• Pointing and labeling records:
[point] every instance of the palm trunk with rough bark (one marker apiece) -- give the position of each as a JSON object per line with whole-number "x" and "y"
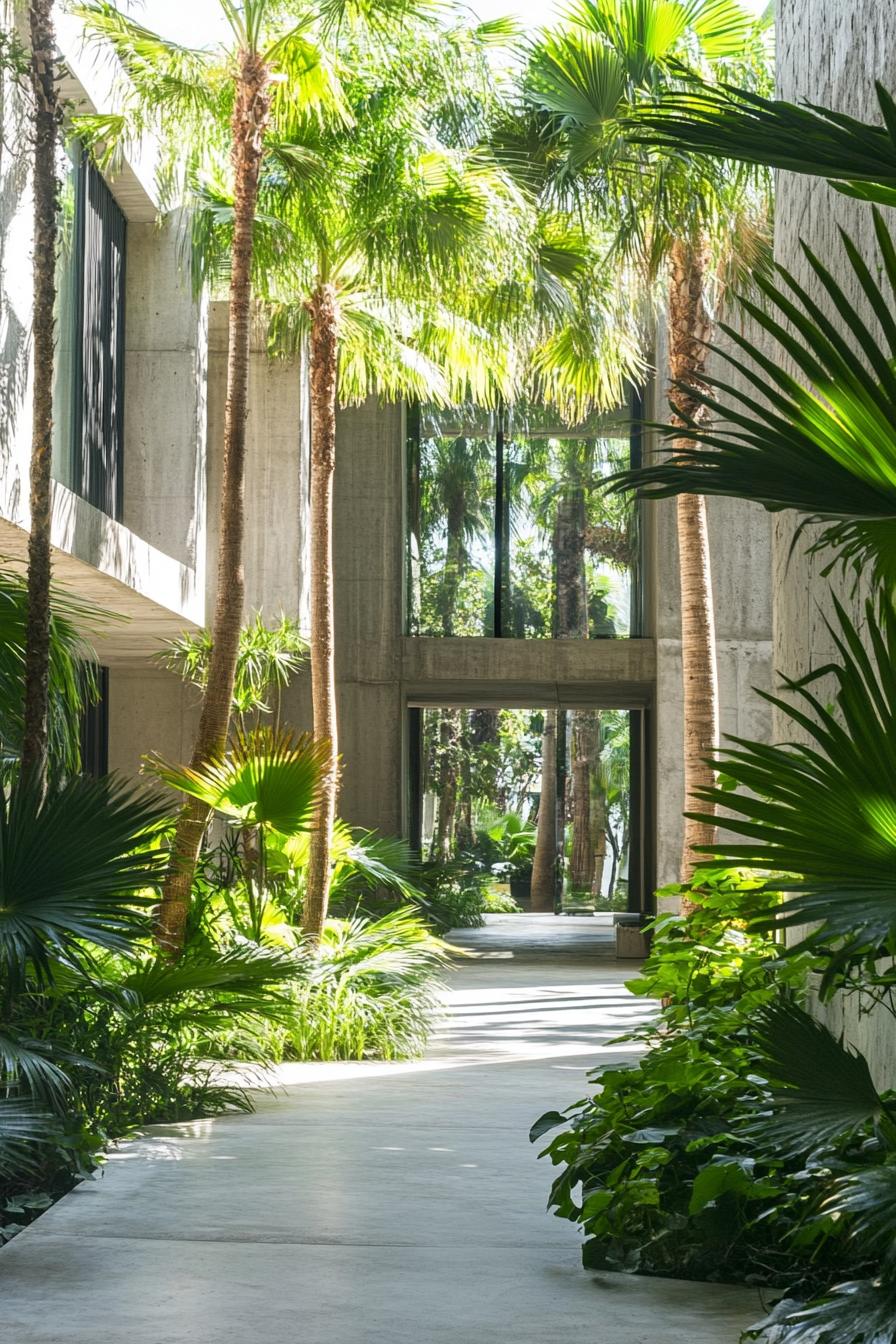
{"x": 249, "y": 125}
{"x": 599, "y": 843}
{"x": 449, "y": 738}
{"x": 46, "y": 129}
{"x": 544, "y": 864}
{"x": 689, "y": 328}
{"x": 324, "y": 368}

* * *

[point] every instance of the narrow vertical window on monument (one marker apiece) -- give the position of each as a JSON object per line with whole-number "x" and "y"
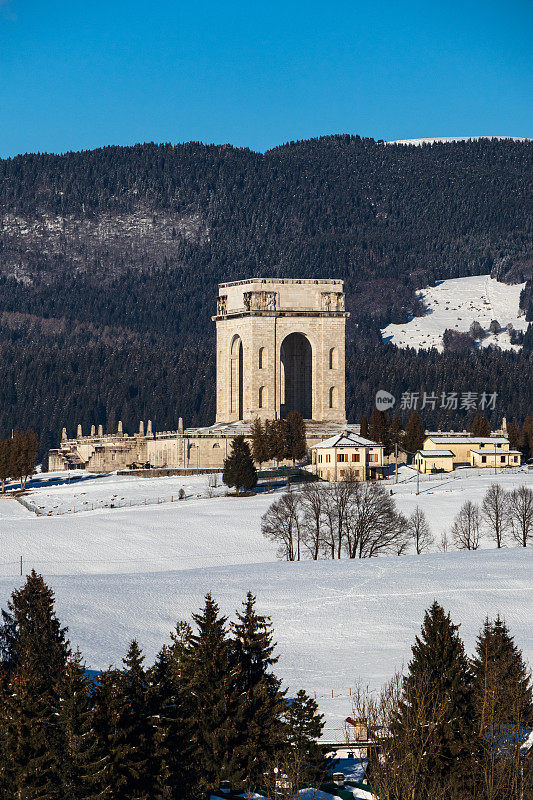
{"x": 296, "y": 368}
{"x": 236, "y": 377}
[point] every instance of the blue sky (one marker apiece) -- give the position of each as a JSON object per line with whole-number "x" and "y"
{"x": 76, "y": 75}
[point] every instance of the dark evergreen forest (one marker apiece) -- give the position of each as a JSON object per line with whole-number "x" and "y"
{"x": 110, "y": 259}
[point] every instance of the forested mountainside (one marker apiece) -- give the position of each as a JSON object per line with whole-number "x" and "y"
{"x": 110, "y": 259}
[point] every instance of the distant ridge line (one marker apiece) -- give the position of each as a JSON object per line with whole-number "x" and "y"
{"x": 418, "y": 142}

• EXERCISE PROMPT:
Copy every line of the records above that contains the string "mountainside".

• EXERCISE RESULT:
[point] every instance of the forested mountainside (one marker apiece) -- give the position of each as a JSON object per line with whole-number "x" and "y"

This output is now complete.